━━━━━ Data for processing

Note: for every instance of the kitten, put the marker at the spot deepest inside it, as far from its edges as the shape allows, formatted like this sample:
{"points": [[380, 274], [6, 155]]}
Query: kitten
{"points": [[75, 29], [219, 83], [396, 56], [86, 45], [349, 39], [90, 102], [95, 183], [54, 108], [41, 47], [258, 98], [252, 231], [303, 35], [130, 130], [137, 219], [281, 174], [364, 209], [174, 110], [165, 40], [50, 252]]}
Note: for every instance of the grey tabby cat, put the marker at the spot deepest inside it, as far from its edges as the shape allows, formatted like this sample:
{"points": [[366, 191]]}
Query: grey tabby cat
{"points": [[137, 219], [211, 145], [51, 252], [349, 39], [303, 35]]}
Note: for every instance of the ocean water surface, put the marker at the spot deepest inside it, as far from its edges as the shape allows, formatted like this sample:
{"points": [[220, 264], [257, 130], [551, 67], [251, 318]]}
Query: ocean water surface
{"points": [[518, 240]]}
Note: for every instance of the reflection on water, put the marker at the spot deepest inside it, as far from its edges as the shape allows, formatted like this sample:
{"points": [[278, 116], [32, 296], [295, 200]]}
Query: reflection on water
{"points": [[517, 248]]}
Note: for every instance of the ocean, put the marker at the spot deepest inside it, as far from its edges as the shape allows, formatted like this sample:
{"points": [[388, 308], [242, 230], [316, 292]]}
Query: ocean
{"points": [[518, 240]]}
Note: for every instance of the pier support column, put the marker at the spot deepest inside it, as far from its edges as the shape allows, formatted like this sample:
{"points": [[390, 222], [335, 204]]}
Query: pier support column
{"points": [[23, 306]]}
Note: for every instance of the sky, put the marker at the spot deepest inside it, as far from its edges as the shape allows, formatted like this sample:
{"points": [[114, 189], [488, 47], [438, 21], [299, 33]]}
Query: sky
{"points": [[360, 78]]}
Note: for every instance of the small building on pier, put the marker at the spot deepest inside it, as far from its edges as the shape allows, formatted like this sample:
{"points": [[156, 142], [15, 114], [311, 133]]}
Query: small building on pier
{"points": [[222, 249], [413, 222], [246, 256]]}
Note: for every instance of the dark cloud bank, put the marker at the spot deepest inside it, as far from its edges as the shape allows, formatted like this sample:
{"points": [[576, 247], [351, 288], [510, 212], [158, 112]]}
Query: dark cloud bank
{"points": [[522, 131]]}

━━━━━━━━━━

*Task to carry out:*
An exact reproduction of the data is required. Leave nothing out.

*Exercise response:*
Note: for every instance of the kitten, put the marker at the spot deepest inside it, as far from its edges as the shape allows, formatted like this sample:
{"points": [[380, 274], [6, 155]]}
Query: kitten
{"points": [[75, 29], [219, 83], [396, 56], [86, 45], [349, 39], [90, 102], [95, 183], [54, 108], [41, 47], [258, 98], [252, 231], [303, 35], [130, 130], [137, 219], [281, 174], [364, 209], [174, 110], [165, 40], [50, 252]]}
Note: for every instance of the grey tabby cat, put the marker at the spot deepest inside it, as far from its edges as the shape allows, formatted like this sample:
{"points": [[366, 191]]}
Query: grey tabby cat
{"points": [[137, 219], [211, 145], [51, 252], [349, 39], [303, 35]]}
Note: for every instance of the ocean water surface, put the marker at the spot deepest inside it, as far from its edges as the shape allows, formatted like this sample:
{"points": [[220, 264], [257, 130], [551, 67], [251, 318]]}
Query: ocean water surface
{"points": [[518, 240]]}
Note: for every instance of the reflection on water, put the marker at the spot deepest inside it, as far from its edges as the shape allows, formatted like this sample:
{"points": [[278, 116], [32, 296], [295, 200]]}
Query: reflection on water
{"points": [[517, 248]]}
Note: for every instance of the ocean, put the marker at the spot deepest inside it, as far from its edges as the shape allows, formatted like this sample:
{"points": [[388, 308], [242, 230], [316, 292]]}
Query: ocean
{"points": [[518, 240]]}
Note: for every instance of the pier support column, put the marker at the spot deepest inside it, as far from its edges as the shape allows, formatted like this sample:
{"points": [[390, 222], [335, 204]]}
Query: pier support column
{"points": [[23, 306]]}
Note: for every instance of the sky, put the marker at the spot deepest inside it, as far from its edges as the shape allows, formatted like this sample:
{"points": [[114, 189], [488, 47], [438, 21], [299, 33]]}
Query: sky
{"points": [[360, 78]]}
Note: for every instance of the small building on pier, put the marker at the spot deepest inside it, as far from its edges as the shape allows, formatted like this sample:
{"points": [[156, 142], [15, 114], [311, 133]]}
Query: small building on pier
{"points": [[222, 249], [413, 222], [246, 256]]}
Note: for every instance of the dark cloud bank, put the marker at the spot deepest inside it, as far from its edges as the shape allows, formatted like this sample:
{"points": [[576, 247], [351, 288], [510, 212], [158, 112]]}
Query: dark cloud bank
{"points": [[522, 131]]}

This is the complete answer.